__TASK TO CARRY OUT__. Reproduce every one of the rows below word for word, keeping them in the same order.

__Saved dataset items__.
※
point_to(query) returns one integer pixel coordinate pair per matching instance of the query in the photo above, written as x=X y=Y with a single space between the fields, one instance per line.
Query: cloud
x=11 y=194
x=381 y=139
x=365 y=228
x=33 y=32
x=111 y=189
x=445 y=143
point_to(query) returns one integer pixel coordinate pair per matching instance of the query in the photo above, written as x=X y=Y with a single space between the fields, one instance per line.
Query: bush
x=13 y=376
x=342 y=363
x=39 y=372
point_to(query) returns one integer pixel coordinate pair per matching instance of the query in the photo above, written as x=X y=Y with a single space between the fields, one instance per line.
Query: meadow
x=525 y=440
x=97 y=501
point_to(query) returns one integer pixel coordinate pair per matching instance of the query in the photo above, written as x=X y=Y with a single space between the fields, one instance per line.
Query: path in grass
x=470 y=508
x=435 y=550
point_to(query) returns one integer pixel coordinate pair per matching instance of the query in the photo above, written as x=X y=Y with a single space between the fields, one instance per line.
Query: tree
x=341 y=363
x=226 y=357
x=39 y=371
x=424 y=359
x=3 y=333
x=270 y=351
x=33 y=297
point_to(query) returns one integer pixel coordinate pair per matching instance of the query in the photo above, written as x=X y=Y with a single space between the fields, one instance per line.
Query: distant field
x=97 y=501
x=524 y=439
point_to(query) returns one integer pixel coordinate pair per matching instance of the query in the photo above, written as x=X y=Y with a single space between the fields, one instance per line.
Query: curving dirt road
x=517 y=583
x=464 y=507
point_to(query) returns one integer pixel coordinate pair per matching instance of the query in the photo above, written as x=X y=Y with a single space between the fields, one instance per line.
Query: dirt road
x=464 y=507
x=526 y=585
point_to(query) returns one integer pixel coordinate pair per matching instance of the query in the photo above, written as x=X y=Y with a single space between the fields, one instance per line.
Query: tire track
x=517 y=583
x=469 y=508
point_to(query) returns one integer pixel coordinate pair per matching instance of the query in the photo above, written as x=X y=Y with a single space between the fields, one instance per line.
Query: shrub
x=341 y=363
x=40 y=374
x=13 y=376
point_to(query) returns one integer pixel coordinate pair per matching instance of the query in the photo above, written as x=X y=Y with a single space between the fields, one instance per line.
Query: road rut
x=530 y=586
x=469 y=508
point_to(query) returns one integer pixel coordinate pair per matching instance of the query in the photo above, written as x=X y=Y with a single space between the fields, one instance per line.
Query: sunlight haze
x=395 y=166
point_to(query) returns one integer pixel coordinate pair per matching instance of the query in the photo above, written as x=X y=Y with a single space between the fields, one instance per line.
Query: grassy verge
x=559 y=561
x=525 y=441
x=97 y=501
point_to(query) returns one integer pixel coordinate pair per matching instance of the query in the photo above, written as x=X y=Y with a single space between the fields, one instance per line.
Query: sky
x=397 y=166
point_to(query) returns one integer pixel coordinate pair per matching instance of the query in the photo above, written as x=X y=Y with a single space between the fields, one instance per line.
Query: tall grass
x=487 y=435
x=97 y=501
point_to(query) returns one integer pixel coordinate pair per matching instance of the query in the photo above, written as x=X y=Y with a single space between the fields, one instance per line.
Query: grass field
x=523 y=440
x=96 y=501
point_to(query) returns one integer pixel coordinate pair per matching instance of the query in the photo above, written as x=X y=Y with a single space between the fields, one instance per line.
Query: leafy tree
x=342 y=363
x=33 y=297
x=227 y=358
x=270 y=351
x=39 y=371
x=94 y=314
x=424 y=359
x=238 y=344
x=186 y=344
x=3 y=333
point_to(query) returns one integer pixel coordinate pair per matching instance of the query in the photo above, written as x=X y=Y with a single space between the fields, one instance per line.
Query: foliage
※
__COMPLETE OUTPUT__.
point_to(query) returns one integer pixel coordinate pair per matching instance of the query in the photo above, written as x=X y=Y with a single space between the fields, one instance per line.
Query: cloud
x=11 y=194
x=381 y=139
x=365 y=228
x=33 y=32
x=111 y=189
x=445 y=143
point_to(query) returns one integer pixel coordinate pair per matching instance of the query in the photo above, written as x=X y=Y with a single space between the fields, one instance per line.
Query: bush
x=13 y=376
x=342 y=363
x=39 y=372
point_to(query) returns one integer pixel coordinate pair per matching instance of the query in the photo above, written as x=X y=Y with a single space between the fields, one instance per line.
Query: meadow
x=525 y=440
x=97 y=501
point_to(query) returns one integer pixel coordinate pair per matching instance of the query in the photo above, written as x=X y=Y with a single space between the fields, one instance per line.
Query: path in grass
x=470 y=508
x=435 y=550
point_to(query) returns one integer pixel coordinate pair per matching instance of the query in the photo above, written as x=X y=Y with a single space between the fields, one instance per line.
Query: tree
x=341 y=363
x=226 y=357
x=39 y=371
x=424 y=359
x=3 y=333
x=270 y=351
x=33 y=297
point_to(query) returns one integer pixel coordinate pair per matching instance of the query in the photo above, written as x=X y=Y with a single space between the fields, one instance per line.
Query: distant field
x=97 y=501
x=524 y=439
point_to(query) returns one integer pixel coordinate pair per matching instance of the query in the photo above, written as x=X y=Y with a single space between the fields, one instance per line.
Query: curving dirt road
x=517 y=583
x=464 y=507
point_to(query) returns one integer pixel coordinate pair per matching instance of the query in the photo above, written as x=X y=Y with a single space between the fields, one instance per line.
Query: dirt road
x=464 y=507
x=526 y=585
point_to(query) returns one integer pixel coordinate pair per matching instance of the query in the photo above, written as x=X y=Y with a single space between the fields, one instance per line.
Query: tire track
x=517 y=583
x=469 y=508
point_to(query) returns one integer pixel coordinate pair per matching instance of the query in the photo above, written as x=X y=Y with a single space between the fields, one instance per line.
Query: shrub
x=341 y=363
x=40 y=374
x=13 y=376
point_to(query) returns one integer pixel coordinate pair per matching instance of the query in the photo above, written as x=X y=Y with a single space between the fields, one instance per line.
Query: road rut
x=530 y=586
x=469 y=508
point_to(query) returns one integer pixel coordinate pair per matching instance of the query in the photo above, written as x=X y=Y with a single space between the fields, one instance per line.
Query: sunlight haze
x=395 y=166
point_to(query) returns one integer pixel coordinate pair per matching instance of the query in the photo above, written as x=X y=Y with a single space between the fields, one instance per line.
Query: grassy verge
x=559 y=561
x=525 y=441
x=97 y=501
point_to(query) returns one integer pixel coordinate pair per matching instance of the query in the photo above, written as x=X y=Y with a single space between the fields, one instance per line.
Query: sky
x=397 y=166
point_to(query) returns one integer pixel coordinate pair per matching instance of the query in the photo above, written as x=X y=Y with a single space between the fields, one instance per line.
Query: tall grass
x=487 y=435
x=97 y=501
point_to(query) returns one integer pixel coordinate pair per matching instance of the query in the photo above, written as x=X y=Y with a single space between the fields, one instance per line.
Query: grass field
x=523 y=440
x=96 y=501
point_to(query) returns one integer pixel coordinate pair per matching instance of the query in the photo above, written as x=X y=Y with a single space between the fields, one instance per line.
Query: leafy tree
x=342 y=363
x=33 y=297
x=227 y=358
x=270 y=351
x=39 y=371
x=94 y=314
x=424 y=359
x=238 y=344
x=186 y=344
x=3 y=333
point_to(query) returns one integer pixel coordinate pair per matching instance of the query in the photo above, written as x=X y=Y with a single space between the fields, one instance per line.
Query: foliage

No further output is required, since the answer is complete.